> Record excerpts
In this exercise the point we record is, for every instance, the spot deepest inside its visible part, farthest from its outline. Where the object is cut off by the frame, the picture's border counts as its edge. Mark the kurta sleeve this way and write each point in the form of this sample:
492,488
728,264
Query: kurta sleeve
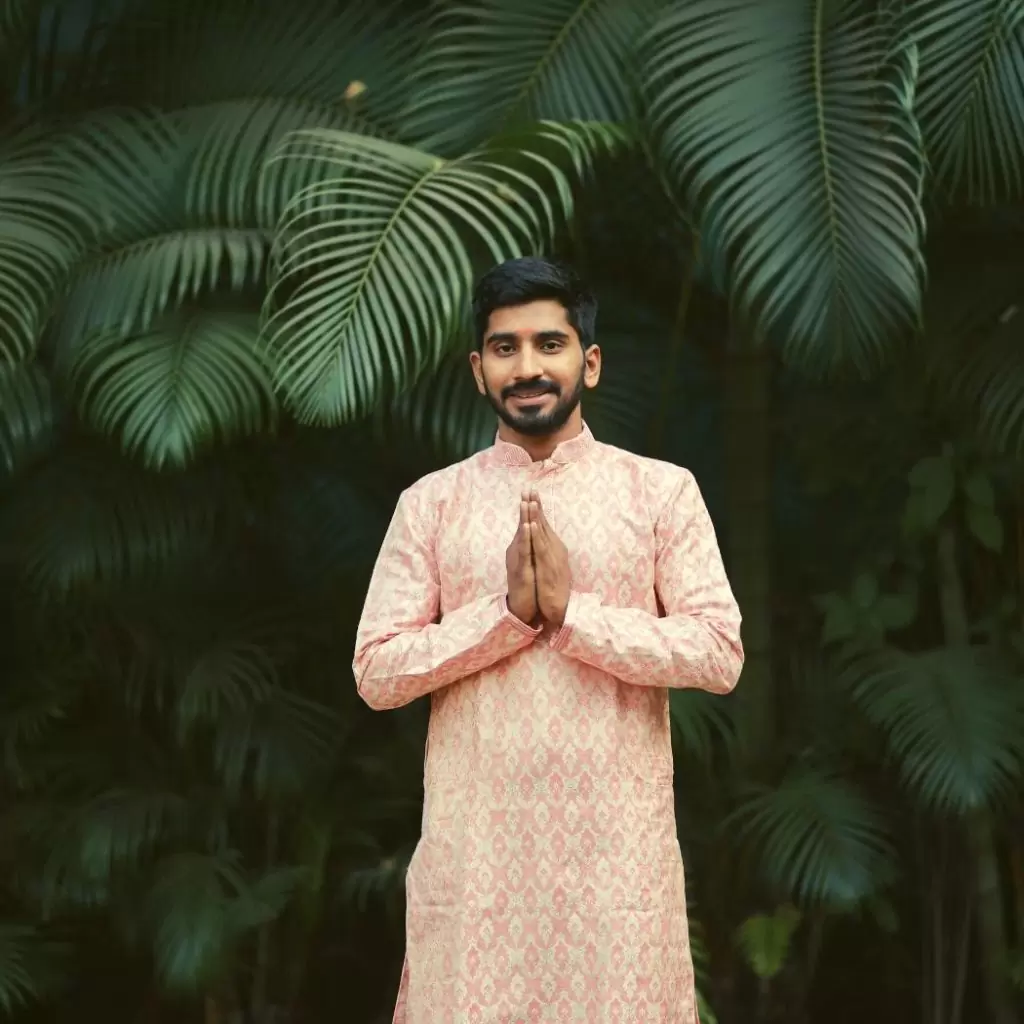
403,648
696,642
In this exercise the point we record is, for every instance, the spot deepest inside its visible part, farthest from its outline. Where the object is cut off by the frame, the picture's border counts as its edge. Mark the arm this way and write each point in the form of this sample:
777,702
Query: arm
402,651
696,643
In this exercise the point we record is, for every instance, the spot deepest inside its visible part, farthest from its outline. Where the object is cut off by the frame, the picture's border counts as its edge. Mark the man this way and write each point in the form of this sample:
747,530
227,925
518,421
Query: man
546,593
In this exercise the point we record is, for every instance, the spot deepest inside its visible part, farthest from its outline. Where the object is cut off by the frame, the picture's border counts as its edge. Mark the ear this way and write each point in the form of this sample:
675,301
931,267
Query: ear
476,363
592,367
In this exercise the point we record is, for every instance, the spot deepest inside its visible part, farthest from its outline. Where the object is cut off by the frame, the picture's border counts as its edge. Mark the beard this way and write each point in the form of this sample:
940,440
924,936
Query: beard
535,422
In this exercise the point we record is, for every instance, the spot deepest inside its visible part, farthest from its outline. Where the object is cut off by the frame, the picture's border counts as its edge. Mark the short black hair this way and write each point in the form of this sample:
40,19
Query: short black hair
530,279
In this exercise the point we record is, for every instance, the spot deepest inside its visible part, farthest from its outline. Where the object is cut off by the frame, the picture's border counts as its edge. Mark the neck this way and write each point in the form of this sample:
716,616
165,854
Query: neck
541,448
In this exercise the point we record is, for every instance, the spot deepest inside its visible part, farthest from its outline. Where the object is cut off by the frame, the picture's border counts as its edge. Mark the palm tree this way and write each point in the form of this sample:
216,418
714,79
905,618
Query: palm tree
236,244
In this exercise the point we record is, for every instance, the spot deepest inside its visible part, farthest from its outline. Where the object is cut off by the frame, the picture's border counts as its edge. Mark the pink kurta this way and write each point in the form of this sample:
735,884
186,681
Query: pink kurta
548,882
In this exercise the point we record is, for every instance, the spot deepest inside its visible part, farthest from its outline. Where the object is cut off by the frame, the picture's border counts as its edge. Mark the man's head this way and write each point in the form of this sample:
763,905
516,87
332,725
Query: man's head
535,322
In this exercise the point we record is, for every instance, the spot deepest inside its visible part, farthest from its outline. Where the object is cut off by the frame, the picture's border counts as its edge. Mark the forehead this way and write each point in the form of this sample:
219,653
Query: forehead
534,317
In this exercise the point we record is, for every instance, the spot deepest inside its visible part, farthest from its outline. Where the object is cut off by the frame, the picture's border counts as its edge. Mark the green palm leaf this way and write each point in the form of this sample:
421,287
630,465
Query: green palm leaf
790,126
372,269
29,969
89,520
128,288
177,387
174,58
819,841
44,227
971,97
953,721
26,414
278,744
991,379
224,680
201,906
492,64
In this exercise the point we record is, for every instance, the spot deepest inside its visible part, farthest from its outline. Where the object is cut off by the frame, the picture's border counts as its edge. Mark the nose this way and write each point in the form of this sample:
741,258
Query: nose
527,366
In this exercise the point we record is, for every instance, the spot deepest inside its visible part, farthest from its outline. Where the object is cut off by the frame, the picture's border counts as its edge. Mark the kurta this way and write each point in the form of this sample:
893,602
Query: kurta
548,882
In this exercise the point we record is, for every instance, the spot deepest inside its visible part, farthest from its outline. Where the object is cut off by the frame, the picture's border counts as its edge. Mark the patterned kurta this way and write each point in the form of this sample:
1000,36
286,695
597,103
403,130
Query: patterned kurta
548,881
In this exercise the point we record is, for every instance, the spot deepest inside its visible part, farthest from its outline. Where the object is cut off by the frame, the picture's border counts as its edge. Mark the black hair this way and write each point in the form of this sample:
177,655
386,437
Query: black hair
529,279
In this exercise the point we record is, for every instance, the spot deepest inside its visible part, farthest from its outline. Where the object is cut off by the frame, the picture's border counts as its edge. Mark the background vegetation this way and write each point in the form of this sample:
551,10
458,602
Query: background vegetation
237,241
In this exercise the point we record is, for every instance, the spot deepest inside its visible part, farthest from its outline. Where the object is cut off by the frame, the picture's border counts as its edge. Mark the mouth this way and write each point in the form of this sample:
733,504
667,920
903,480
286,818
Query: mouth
521,396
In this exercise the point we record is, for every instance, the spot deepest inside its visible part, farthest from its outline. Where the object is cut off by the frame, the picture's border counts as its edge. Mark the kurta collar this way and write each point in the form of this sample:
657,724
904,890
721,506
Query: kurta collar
569,451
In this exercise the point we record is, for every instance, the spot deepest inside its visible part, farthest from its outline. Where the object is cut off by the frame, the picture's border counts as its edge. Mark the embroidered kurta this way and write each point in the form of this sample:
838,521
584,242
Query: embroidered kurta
548,881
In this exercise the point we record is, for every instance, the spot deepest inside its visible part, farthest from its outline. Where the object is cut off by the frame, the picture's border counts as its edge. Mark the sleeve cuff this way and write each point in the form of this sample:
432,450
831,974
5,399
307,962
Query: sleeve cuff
561,638
517,624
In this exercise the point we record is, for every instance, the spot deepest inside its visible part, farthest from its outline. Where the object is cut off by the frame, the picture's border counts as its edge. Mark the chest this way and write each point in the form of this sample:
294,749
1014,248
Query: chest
609,535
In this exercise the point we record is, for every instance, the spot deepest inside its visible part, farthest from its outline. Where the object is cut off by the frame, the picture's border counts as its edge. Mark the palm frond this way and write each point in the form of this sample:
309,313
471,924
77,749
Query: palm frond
489,65
30,968
700,723
991,380
818,840
372,268
971,93
817,205
443,409
278,744
953,721
89,846
44,227
200,907
226,679
88,520
27,414
127,289
172,390
176,55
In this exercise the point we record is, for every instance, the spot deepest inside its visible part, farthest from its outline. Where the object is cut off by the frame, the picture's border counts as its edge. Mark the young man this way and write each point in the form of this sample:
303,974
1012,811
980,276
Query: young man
546,593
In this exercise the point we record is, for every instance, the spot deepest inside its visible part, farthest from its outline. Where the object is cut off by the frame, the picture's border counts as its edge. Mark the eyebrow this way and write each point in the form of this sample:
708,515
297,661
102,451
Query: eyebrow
549,335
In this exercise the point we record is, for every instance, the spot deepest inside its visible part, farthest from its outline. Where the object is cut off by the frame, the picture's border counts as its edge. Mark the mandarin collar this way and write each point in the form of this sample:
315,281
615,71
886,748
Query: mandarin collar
571,450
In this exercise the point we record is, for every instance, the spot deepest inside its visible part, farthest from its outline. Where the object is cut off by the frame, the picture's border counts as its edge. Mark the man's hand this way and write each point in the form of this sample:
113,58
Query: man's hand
551,561
519,567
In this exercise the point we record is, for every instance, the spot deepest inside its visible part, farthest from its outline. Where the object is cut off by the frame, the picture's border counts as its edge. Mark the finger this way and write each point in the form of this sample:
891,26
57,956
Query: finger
537,512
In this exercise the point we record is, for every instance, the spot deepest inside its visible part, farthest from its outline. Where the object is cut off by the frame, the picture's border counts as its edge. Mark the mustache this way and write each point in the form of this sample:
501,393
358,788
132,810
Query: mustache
530,387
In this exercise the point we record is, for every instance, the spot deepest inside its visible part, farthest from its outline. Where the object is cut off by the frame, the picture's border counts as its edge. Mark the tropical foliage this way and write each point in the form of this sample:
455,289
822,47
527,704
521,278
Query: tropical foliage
237,241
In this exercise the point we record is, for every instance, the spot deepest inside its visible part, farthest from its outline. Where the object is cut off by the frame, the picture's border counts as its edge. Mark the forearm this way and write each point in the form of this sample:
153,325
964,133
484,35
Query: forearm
394,668
699,650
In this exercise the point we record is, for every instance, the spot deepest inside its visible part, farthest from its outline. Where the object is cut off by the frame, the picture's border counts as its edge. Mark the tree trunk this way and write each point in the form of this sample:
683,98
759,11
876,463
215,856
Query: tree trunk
980,832
748,462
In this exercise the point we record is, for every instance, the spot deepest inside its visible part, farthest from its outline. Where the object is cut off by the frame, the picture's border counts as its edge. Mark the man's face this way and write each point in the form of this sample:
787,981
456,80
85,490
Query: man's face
532,369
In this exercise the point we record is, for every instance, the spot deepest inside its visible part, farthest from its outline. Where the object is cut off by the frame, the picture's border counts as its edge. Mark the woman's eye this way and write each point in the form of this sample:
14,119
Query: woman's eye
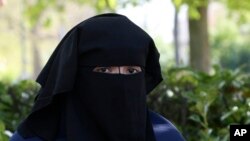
102,70
132,71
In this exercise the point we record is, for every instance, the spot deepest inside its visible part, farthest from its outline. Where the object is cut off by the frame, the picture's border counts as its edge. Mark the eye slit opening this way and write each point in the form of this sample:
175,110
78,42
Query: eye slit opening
133,70
124,70
102,69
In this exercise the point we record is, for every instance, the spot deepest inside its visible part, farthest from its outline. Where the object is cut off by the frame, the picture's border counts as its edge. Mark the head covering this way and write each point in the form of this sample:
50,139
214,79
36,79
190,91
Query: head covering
86,105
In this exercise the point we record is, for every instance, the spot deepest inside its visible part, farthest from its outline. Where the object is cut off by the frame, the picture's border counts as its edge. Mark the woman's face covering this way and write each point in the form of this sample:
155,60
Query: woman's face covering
105,66
127,70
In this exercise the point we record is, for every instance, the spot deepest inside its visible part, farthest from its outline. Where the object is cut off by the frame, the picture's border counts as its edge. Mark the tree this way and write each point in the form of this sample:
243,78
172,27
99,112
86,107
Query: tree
198,33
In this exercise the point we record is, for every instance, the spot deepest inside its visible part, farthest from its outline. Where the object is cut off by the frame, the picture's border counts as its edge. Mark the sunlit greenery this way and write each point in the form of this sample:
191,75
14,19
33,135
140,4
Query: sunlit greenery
202,105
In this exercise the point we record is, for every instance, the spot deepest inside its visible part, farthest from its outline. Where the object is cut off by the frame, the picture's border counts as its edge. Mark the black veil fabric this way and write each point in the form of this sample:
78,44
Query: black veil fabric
57,99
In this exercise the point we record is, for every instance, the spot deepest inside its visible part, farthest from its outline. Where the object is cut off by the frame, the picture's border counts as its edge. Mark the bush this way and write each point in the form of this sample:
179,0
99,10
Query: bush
202,105
16,101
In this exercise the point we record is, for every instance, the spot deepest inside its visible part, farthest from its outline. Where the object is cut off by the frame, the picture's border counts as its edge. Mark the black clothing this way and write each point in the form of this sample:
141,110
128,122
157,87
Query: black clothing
91,105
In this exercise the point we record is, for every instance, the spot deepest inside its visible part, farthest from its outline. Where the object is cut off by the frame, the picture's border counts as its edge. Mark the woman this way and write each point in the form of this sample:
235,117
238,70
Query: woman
94,87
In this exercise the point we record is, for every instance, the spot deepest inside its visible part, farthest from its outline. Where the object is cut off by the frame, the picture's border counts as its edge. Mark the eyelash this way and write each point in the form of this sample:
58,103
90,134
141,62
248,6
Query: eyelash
104,70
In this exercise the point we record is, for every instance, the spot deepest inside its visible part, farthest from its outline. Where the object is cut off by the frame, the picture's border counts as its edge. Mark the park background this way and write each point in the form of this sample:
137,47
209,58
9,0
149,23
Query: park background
204,47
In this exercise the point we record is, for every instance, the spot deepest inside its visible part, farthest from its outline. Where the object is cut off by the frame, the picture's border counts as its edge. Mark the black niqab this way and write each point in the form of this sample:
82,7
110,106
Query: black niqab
84,105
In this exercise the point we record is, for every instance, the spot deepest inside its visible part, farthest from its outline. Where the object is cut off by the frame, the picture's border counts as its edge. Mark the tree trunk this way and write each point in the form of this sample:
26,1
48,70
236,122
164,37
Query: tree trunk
37,67
199,44
176,37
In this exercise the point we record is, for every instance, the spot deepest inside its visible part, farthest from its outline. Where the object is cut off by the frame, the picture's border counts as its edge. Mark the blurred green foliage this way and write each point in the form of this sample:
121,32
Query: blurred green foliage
230,47
203,105
16,101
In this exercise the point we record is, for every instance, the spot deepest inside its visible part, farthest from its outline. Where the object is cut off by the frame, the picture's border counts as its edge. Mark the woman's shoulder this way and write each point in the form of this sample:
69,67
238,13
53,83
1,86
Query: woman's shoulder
17,137
164,129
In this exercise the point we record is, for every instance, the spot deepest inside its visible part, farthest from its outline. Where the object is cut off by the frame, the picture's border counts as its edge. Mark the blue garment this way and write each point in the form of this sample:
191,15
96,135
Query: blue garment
164,130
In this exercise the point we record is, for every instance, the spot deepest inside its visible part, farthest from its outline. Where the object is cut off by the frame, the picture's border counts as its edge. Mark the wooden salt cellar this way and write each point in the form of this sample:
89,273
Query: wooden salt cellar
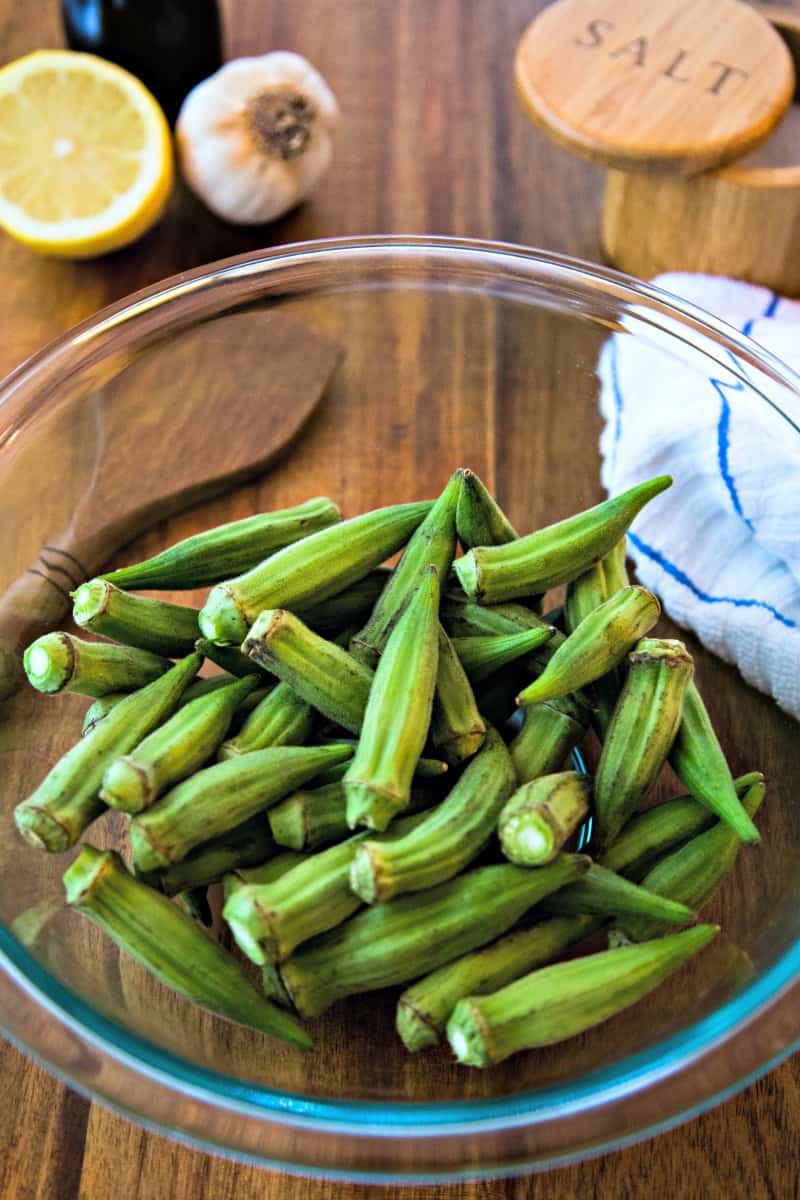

> How to complete this task
Working from the records above, find how many lines contain the string "wooden" and answer with the bare number.

> Answer area
2